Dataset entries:

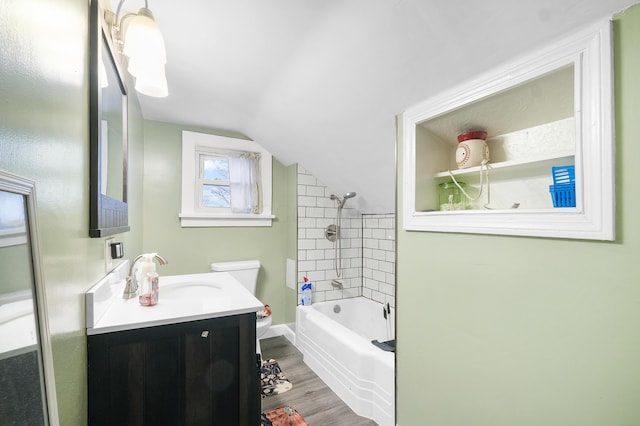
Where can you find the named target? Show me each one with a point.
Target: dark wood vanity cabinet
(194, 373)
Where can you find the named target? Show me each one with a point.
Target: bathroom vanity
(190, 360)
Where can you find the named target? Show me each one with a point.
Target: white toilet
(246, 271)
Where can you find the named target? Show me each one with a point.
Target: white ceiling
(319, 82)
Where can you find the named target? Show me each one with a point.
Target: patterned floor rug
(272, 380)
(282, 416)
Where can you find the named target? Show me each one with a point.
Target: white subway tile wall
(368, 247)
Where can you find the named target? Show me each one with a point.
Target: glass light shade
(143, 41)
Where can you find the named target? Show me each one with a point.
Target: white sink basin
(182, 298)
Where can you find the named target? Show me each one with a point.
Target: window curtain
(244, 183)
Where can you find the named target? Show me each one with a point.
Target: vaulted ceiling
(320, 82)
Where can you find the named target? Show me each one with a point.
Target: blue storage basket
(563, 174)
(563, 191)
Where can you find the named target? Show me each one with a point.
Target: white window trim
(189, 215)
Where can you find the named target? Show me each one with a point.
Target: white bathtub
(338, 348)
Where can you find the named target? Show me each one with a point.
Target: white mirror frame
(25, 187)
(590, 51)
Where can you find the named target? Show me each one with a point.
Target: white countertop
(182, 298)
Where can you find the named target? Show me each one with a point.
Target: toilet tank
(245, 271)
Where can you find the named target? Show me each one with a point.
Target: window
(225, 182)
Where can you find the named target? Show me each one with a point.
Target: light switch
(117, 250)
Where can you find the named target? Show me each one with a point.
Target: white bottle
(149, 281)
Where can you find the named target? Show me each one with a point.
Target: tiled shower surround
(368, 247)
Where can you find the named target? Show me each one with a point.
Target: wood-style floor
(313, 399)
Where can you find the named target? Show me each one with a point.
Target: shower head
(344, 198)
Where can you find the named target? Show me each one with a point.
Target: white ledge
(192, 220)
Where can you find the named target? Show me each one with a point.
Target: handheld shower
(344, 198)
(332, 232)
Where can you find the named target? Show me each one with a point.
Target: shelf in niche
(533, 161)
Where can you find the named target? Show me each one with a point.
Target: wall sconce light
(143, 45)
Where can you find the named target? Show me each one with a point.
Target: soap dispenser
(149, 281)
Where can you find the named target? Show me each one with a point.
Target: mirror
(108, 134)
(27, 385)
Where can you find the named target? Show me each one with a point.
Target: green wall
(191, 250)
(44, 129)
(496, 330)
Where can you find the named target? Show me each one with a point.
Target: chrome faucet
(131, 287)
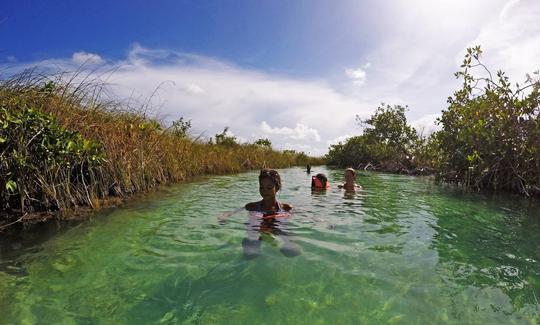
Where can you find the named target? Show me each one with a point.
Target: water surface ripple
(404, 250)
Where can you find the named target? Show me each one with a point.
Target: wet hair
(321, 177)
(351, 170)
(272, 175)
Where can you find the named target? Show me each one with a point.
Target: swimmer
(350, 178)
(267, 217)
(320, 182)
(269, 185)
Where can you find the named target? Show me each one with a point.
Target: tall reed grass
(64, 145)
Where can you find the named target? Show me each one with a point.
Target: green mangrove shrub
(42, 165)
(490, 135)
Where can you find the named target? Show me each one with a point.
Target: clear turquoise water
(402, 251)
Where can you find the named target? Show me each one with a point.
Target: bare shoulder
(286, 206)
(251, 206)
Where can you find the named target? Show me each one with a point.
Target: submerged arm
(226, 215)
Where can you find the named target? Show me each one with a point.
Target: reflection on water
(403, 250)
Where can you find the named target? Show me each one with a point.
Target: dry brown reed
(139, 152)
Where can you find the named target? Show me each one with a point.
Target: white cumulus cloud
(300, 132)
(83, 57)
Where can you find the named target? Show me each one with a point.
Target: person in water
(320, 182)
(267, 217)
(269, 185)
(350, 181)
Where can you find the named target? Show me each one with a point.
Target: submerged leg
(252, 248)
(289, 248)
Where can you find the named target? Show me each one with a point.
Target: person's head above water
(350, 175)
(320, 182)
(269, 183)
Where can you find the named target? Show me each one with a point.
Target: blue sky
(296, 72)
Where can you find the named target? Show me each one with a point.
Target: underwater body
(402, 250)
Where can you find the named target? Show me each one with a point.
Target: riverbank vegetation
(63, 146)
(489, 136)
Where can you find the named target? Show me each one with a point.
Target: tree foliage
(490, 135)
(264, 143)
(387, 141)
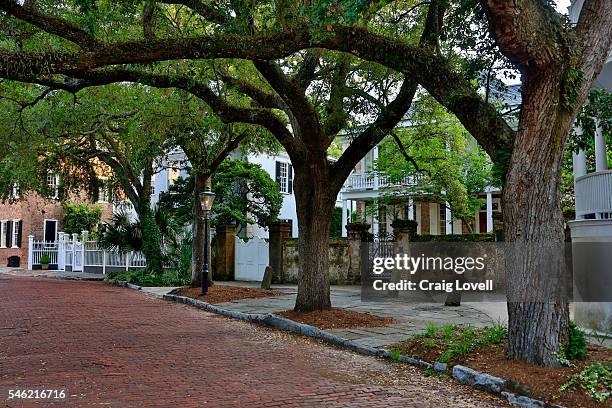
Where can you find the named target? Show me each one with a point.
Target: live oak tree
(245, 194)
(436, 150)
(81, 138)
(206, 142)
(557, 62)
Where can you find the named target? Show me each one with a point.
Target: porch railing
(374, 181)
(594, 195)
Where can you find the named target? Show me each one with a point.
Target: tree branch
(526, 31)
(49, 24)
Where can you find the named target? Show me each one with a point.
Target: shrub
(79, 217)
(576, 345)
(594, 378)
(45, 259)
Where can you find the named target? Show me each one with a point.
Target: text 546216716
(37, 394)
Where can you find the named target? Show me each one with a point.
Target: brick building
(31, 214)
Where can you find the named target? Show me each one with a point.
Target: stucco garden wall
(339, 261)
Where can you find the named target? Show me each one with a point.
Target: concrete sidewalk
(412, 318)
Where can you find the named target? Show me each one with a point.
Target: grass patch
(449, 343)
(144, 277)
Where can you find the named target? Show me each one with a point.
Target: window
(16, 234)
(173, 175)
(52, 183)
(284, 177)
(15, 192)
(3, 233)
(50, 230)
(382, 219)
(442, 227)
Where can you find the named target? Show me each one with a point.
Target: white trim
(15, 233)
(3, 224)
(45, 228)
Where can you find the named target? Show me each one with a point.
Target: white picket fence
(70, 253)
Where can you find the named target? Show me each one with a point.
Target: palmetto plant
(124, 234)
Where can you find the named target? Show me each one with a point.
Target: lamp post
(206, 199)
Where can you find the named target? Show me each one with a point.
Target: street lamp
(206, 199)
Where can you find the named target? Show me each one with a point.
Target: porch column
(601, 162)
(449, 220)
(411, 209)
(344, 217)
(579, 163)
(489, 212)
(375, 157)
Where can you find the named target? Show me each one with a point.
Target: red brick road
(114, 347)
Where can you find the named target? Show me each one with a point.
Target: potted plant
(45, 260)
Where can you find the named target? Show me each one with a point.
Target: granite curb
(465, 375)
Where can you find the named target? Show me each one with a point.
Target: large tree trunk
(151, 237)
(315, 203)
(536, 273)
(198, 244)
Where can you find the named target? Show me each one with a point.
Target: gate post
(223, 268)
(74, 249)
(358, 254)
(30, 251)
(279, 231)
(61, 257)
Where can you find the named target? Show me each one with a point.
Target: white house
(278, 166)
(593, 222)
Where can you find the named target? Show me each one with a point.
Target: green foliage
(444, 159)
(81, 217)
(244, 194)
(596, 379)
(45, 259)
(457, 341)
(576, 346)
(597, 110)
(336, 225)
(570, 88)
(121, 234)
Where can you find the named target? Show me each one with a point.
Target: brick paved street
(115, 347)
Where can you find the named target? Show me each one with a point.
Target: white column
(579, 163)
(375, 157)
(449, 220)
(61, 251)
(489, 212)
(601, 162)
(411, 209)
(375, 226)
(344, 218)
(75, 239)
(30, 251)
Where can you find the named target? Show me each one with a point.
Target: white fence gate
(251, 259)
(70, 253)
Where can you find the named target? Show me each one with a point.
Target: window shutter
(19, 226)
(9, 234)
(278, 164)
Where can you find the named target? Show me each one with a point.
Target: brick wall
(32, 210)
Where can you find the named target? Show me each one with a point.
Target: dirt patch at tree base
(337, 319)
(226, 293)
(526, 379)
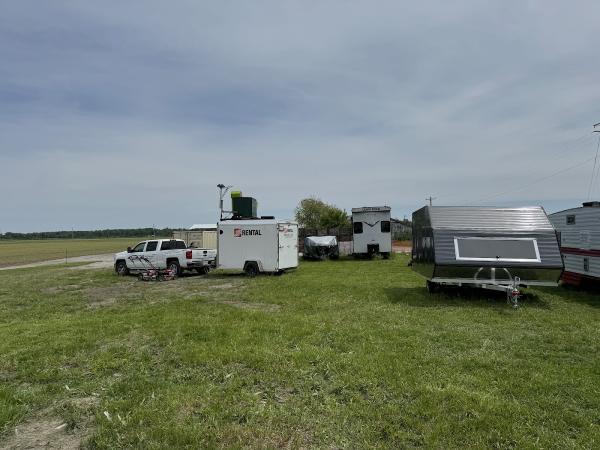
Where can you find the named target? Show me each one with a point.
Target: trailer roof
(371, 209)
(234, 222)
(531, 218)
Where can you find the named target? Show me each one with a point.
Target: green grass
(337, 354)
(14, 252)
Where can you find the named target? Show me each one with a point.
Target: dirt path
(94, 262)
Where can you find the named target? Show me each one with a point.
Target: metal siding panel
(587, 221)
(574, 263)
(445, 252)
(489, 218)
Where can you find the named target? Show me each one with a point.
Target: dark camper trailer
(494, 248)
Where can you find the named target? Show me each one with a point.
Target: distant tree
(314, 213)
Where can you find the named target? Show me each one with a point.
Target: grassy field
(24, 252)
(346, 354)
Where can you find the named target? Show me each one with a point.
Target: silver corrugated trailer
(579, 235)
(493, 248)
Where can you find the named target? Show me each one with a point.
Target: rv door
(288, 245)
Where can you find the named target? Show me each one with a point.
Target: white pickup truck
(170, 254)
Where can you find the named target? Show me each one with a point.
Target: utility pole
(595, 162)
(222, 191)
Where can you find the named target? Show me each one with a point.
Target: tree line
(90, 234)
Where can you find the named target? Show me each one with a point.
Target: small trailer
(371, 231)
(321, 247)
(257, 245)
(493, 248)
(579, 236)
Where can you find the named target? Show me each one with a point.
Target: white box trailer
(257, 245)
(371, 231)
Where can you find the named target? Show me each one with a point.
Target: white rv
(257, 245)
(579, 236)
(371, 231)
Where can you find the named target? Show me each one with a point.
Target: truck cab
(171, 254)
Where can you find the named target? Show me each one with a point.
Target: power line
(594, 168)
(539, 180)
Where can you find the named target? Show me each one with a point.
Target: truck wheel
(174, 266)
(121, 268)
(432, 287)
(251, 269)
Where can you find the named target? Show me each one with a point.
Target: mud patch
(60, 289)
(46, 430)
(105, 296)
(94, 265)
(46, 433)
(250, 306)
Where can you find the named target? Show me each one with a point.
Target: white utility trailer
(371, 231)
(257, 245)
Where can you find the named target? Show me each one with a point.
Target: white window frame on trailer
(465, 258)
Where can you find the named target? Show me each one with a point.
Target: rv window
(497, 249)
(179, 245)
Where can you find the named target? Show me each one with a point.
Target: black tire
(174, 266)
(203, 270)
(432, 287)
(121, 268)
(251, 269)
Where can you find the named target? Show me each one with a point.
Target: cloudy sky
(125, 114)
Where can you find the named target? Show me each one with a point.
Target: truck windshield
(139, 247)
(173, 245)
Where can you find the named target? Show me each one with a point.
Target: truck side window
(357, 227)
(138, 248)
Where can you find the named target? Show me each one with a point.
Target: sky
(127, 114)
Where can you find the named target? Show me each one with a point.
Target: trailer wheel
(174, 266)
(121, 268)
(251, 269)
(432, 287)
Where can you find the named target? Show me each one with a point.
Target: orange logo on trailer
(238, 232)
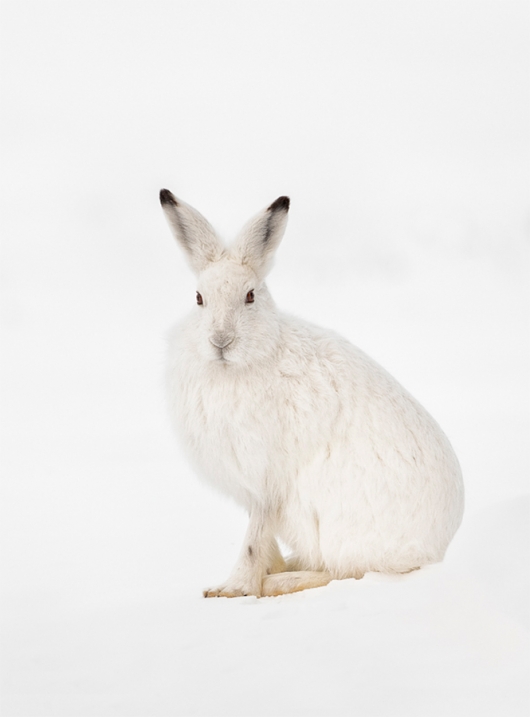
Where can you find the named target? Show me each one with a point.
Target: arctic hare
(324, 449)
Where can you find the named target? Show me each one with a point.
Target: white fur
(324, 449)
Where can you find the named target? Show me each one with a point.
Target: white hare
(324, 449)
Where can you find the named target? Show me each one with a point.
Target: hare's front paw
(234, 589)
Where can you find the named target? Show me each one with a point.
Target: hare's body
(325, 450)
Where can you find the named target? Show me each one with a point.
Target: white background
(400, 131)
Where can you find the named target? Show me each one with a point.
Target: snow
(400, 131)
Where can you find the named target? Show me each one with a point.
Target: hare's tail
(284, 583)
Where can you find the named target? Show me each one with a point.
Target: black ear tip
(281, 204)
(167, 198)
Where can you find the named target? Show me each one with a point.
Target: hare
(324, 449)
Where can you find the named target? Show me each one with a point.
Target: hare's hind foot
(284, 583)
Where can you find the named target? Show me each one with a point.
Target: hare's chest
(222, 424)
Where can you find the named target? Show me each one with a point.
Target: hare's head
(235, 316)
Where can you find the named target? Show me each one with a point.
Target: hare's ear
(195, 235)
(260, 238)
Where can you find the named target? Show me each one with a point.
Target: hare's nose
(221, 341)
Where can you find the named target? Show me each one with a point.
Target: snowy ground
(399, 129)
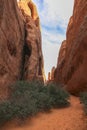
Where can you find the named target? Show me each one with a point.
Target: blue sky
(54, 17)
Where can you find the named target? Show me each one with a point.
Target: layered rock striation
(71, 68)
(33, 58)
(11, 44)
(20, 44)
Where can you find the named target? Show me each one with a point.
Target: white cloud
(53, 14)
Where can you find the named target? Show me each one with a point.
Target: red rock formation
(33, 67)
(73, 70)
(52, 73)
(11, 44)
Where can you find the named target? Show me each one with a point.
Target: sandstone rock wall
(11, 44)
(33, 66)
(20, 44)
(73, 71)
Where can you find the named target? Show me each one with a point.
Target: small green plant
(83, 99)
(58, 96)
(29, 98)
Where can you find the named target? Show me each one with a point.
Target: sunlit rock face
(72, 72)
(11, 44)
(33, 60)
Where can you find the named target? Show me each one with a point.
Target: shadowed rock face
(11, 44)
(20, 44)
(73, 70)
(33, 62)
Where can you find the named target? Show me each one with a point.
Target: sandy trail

§ **DIRECTIONS**
Word for word, copy the line containing "Target: red rock formation" and each line after it to the end of the records, and nothing besides.

§ **SOLUTION TO THE EXERCISE**
Target: red rock formation
(33, 67)
(73, 70)
(52, 73)
(11, 44)
Where can you find the named target? Show me each one with a point.
Target: sandstone rock wall
(11, 44)
(33, 66)
(20, 44)
(73, 71)
Where can you find the named target? Show me each one with a point.
Target: small green plant
(83, 99)
(58, 96)
(29, 98)
Where can you find the named target? Show me each one with a point.
Target: sunlit rock face
(72, 72)
(11, 44)
(33, 60)
Where can you find the named target? Show me each one with a point.
Target: shadowed rock face
(11, 44)
(20, 44)
(73, 70)
(33, 62)
Where can you find the named target? Show me each one with a point.
Target: sandy trail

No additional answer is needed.